Written instruction:
Leave out the pictures and copy the remaining records exactly.

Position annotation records

==*==

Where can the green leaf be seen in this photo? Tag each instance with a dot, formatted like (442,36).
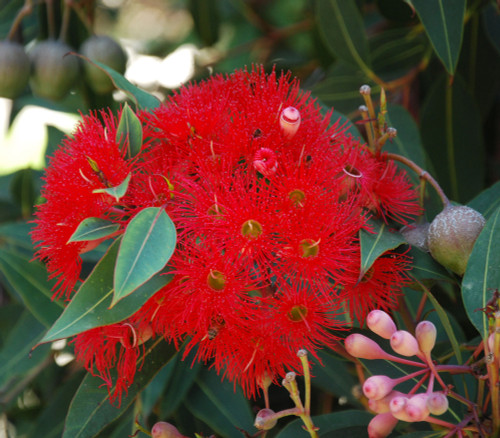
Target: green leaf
(93,228)
(482,276)
(147,245)
(129,132)
(140,98)
(89,308)
(220,405)
(350,423)
(451,133)
(373,245)
(342,29)
(118,191)
(29,280)
(91,411)
(443,21)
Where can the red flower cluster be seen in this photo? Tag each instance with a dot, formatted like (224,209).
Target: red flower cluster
(268,201)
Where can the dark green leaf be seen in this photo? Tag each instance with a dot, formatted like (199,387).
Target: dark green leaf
(141,99)
(482,276)
(91,411)
(29,280)
(373,245)
(345,423)
(451,133)
(129,132)
(341,26)
(220,405)
(89,308)
(93,228)
(147,245)
(443,21)
(118,191)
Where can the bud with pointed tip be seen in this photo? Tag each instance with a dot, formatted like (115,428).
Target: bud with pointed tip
(404,343)
(381,323)
(452,235)
(426,336)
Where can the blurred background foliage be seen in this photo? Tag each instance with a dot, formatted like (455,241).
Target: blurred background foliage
(440,68)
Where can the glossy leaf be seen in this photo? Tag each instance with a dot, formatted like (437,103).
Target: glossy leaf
(118,191)
(220,405)
(91,411)
(129,132)
(141,99)
(348,423)
(373,245)
(147,245)
(482,276)
(451,134)
(89,308)
(29,280)
(443,21)
(93,228)
(341,27)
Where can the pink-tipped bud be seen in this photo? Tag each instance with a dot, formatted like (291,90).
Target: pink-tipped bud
(381,425)
(358,345)
(416,407)
(165,430)
(404,343)
(265,419)
(426,336)
(381,323)
(377,387)
(290,121)
(265,161)
(437,403)
(382,406)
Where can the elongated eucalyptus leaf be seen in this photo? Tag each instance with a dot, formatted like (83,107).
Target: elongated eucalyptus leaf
(443,21)
(118,191)
(351,423)
(373,245)
(29,280)
(482,276)
(141,99)
(147,245)
(341,27)
(91,411)
(129,132)
(89,308)
(93,228)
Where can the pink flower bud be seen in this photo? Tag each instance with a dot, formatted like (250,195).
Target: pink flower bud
(381,425)
(358,345)
(165,430)
(381,323)
(265,419)
(426,336)
(290,121)
(416,407)
(437,403)
(404,343)
(377,387)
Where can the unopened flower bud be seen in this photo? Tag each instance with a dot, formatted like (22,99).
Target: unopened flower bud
(452,235)
(381,323)
(437,403)
(404,343)
(165,430)
(416,407)
(426,336)
(360,346)
(381,425)
(264,419)
(290,121)
(377,387)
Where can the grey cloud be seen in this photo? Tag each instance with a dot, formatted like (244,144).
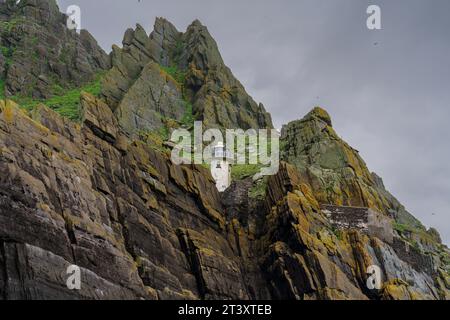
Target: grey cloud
(387,91)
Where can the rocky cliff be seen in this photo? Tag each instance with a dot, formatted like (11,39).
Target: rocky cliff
(91,193)
(170,75)
(39,56)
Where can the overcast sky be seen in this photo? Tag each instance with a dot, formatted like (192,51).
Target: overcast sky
(388,91)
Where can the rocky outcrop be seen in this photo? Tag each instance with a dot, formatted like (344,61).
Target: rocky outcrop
(41,55)
(336,172)
(138,226)
(198,82)
(155,96)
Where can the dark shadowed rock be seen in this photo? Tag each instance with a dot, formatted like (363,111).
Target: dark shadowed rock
(42,54)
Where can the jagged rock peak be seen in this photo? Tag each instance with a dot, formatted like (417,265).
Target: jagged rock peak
(40,54)
(205,88)
(321,114)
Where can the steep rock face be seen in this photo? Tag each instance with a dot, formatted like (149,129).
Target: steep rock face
(155,96)
(336,172)
(308,259)
(195,64)
(40,54)
(218,98)
(138,226)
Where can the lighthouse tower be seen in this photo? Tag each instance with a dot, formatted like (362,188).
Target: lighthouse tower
(220,167)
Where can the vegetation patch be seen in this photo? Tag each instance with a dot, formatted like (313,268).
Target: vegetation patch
(66,102)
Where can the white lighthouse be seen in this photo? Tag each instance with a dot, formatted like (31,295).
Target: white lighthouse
(220,167)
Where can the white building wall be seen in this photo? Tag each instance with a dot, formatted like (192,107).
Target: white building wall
(221,172)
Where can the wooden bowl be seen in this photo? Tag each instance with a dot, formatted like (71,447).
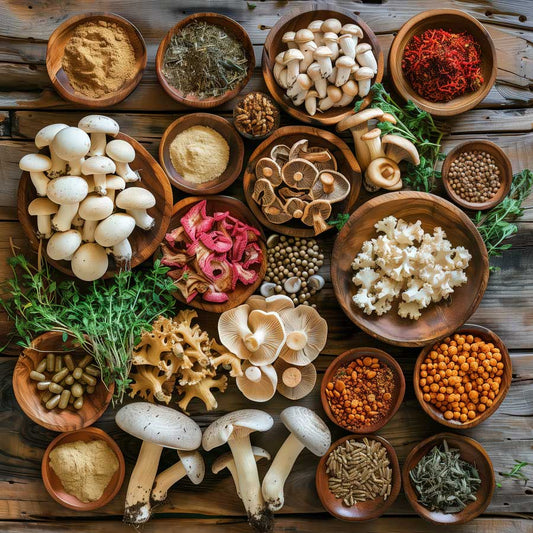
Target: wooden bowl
(298,19)
(220,125)
(347,165)
(143,243)
(55,51)
(231,27)
(240,211)
(452,20)
(488,336)
(345,359)
(368,510)
(472,452)
(437,320)
(27,395)
(53,483)
(502,162)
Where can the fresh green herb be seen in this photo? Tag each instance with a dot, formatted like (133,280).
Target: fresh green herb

==*==

Solution to the exercise:
Where can the green leaf be seen in this photo? Tag each instance with a dot, formatted like (442,36).
Target: green leaf
(93,228)
(482,276)
(147,245)
(129,132)
(140,98)
(89,308)
(220,405)
(350,423)
(451,133)
(373,245)
(342,29)
(118,191)
(29,280)
(91,411)
(443,21)
Where can the red flower cluster be seen in this photo? Tag each instance with a dot, formatted like (224,209).
Target: red flower cluster
(268,201)
Where can the dark green leaf be seen in this photo? Tag each instance with a dot, formatted like (199,387).
Target: dark green leaf
(141,99)
(482,276)
(91,411)
(29,280)
(373,245)
(345,423)
(451,133)
(129,132)
(341,26)
(220,405)
(89,308)
(93,228)
(147,245)
(443,21)
(118,191)
Where can the bud with pointed tip be seen in this photo? Tag each instance with a dot, formatted like (115,428).
Target: bud with pointed tip
(404,343)
(381,323)
(452,235)
(426,336)
Where can the blurred background foliage be seen in this photo? Tag each instance with a dot, formatted like (455,241).
Target: blurred background foliage
(440,68)
Where can the glossy leaf be seen in this photo? Tag each instance with a dot, formatted like (437,103).
Target: glossy leaf
(118,191)
(220,405)
(91,411)
(129,132)
(141,99)
(348,423)
(373,245)
(147,245)
(482,276)
(451,134)
(89,308)
(29,280)
(443,21)
(93,228)
(341,27)
Where can the pink-tipped bud be seen in this photo? Tag each instance with a dot, formatted like (291,90).
Target: pink-tipped bud
(381,425)
(358,345)
(416,407)
(165,430)
(404,343)
(265,419)
(426,336)
(381,323)
(377,387)
(290,121)
(265,161)
(437,403)
(382,406)
Where can the elongated eucalyptus leaf be seen in this photo? Tag each instance with a dot, formatted like (83,107).
Target: elongated eucalyptus leaf
(443,21)
(118,191)
(351,423)
(373,245)
(29,280)
(482,276)
(141,99)
(147,245)
(341,27)
(91,411)
(129,132)
(89,308)
(93,228)
Where can the pink flower bud be seen in this photo? Tag each instance with a dot, formatted like (250,195).
Target: pink flower bud
(381,425)
(358,345)
(165,430)
(381,323)
(265,419)
(426,336)
(290,121)
(416,407)
(437,403)
(404,343)
(377,387)
Where can the unopened flower bud be seen in this photo? Tag each instance with a dot, formatted like (22,99).
Target: unopened flower bud
(452,235)
(381,323)
(437,403)
(404,343)
(165,430)
(416,407)
(426,336)
(360,346)
(381,425)
(264,419)
(290,121)
(377,387)
Where can the grey cloud be seen in this photo? Tag each instance with a dot, formatted like (244,144).
Target: grey cloud
(387,91)
Where can the rocky cliff be seen in this photo? Tag each instance with a dot, formatted like (11,39).
Target: rocky cliff
(91,193)
(170,75)
(39,56)
Where can the overcast sky be seen in this photo? Tag each instance with a dot, formatted like (192,51).
Target: overcast sky
(388,91)
Where can the rocky outcrop be seen in this photo? Tag each instance with a dot, formatted like (344,61).
Target: rocky outcrop
(41,55)
(336,172)
(138,226)
(198,82)
(155,96)
Where can the dark shadowed rock be seen in this photo? Tag each instance with a dot, formatted like (363,111).
Target: dark shadowed rock
(42,54)
Where can the jagged rock peak be seen in this photo? Tag each instance with a dot, formatted like (417,265).
Target: jagged rock peak
(40,54)
(205,88)
(321,114)
Where can the steep rock face be seen in this photo? Tag each instance with a dot, formatted like (149,129).
Target: steep rock face
(155,96)
(336,172)
(308,259)
(195,64)
(40,54)
(218,98)
(138,226)
Where can the lighthouse tower be seen in this photo? Tag each instance with a dot, formatted like (362,188).
Target: lighthouse tower
(220,167)
Where can the vegetation patch be seen in this photo? Tag each instance with a dot, formatted like (313,268).
Target: vegetation patch
(66,102)
Where can the white lighthouse be seen in this photo? Tag each instance with a dot, formatted like (31,295).
Target: white lighthouse
(220,167)
Where can the white building wall be seen in this photo? Tag each instance with a dot, formatted like (192,107).
Target: white building wall
(221,172)
Where can the wooden bowl be seen in this photo? Tag each instance with a dot, formatted like (71,447).
Target: wooden bowl
(298,19)
(220,125)
(347,165)
(143,243)
(55,51)
(231,27)
(240,211)
(452,20)
(488,336)
(345,359)
(368,510)
(472,452)
(437,320)
(27,395)
(53,483)
(502,162)
Where can the fresh green herb be seen in this photo? Tag each instance with a dot, formatted like (133,280).
Target: fresh green herb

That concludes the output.